Stored records |
════════════════════
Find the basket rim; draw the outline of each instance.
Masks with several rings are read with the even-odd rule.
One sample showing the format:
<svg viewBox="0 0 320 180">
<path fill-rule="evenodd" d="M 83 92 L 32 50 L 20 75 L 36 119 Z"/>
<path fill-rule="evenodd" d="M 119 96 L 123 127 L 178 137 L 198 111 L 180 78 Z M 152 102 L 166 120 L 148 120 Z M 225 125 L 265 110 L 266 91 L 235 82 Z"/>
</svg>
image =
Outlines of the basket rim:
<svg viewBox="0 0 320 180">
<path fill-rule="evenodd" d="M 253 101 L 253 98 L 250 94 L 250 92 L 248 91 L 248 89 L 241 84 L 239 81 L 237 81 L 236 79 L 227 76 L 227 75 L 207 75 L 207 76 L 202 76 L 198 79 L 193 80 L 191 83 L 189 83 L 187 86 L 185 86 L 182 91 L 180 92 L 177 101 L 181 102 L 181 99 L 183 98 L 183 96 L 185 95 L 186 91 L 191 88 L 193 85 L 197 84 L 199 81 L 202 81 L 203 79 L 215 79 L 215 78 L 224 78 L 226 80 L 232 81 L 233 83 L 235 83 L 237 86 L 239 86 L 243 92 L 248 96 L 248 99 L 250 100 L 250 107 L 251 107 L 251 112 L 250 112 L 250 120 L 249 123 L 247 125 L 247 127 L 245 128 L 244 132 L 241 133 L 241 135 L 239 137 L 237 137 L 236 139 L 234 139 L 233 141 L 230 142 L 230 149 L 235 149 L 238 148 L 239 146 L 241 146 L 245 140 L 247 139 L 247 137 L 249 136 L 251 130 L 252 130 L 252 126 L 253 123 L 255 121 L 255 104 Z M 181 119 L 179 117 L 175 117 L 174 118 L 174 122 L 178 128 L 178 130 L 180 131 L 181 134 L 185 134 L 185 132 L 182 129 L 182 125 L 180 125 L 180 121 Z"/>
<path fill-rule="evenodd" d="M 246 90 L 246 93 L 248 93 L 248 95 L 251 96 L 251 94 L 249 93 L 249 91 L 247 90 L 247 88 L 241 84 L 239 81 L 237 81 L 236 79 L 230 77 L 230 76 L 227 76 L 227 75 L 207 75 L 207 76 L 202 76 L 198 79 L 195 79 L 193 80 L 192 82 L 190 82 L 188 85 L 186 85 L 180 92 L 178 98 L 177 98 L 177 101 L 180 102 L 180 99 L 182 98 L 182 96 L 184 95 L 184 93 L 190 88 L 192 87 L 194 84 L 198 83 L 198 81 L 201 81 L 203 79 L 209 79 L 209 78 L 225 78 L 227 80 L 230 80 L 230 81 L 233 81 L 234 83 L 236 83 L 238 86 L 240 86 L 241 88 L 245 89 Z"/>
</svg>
════════════════════
WORK TASK | Give back the complete data exactly as supplied.

RESPONSE FOR THIS EXERCISE |
Find the basket rim; draw the outline of each instance.
Masks with several rings are read with the even-odd rule.
One sample showing the format:
<svg viewBox="0 0 320 180">
<path fill-rule="evenodd" d="M 83 92 L 32 50 L 20 75 L 36 119 Z"/>
<path fill-rule="evenodd" d="M 119 96 L 123 127 L 178 137 L 198 111 L 180 78 Z M 152 102 L 166 120 L 148 120 Z M 225 125 L 265 110 L 266 91 L 235 82 Z"/>
</svg>
image =
Outlines of the basket rim:
<svg viewBox="0 0 320 180">
<path fill-rule="evenodd" d="M 253 101 L 253 98 L 250 94 L 250 92 L 248 91 L 248 89 L 241 84 L 239 81 L 237 81 L 236 79 L 227 76 L 227 75 L 207 75 L 207 76 L 202 76 L 198 79 L 193 80 L 191 83 L 189 83 L 187 86 L 185 86 L 182 91 L 180 92 L 177 101 L 181 102 L 181 99 L 183 98 L 183 96 L 185 95 L 186 91 L 191 88 L 193 85 L 197 84 L 199 81 L 202 81 L 203 79 L 215 79 L 215 78 L 224 78 L 226 80 L 232 81 L 233 83 L 235 83 L 237 86 L 239 86 L 243 92 L 248 96 L 248 99 L 250 100 L 250 107 L 251 107 L 251 112 L 250 112 L 250 120 L 249 123 L 247 125 L 247 127 L 245 128 L 244 132 L 241 133 L 241 135 L 239 137 L 237 137 L 236 139 L 234 139 L 233 141 L 230 142 L 230 149 L 235 149 L 238 148 L 239 146 L 241 146 L 245 140 L 247 139 L 247 137 L 249 136 L 251 130 L 252 130 L 252 126 L 253 123 L 255 121 L 255 104 Z M 181 119 L 179 117 L 175 117 L 174 118 L 174 122 L 178 128 L 178 130 L 180 131 L 181 134 L 185 134 L 185 132 L 182 129 L 182 125 L 180 125 L 180 121 Z"/>
<path fill-rule="evenodd" d="M 246 90 L 246 93 L 248 93 L 248 95 L 251 96 L 251 94 L 249 93 L 249 91 L 247 90 L 247 88 L 241 84 L 239 81 L 237 81 L 236 79 L 230 77 L 230 76 L 227 76 L 227 75 L 207 75 L 207 76 L 202 76 L 198 79 L 195 79 L 193 80 L 192 82 L 190 82 L 188 85 L 186 85 L 180 92 L 178 98 L 177 98 L 177 101 L 180 102 L 180 99 L 182 98 L 182 96 L 184 95 L 184 93 L 190 88 L 192 87 L 194 84 L 198 83 L 198 81 L 201 81 L 203 79 L 209 79 L 209 78 L 225 78 L 227 80 L 230 80 L 230 81 L 233 81 L 234 83 L 236 83 L 238 86 L 240 86 L 241 88 L 245 89 Z"/>
</svg>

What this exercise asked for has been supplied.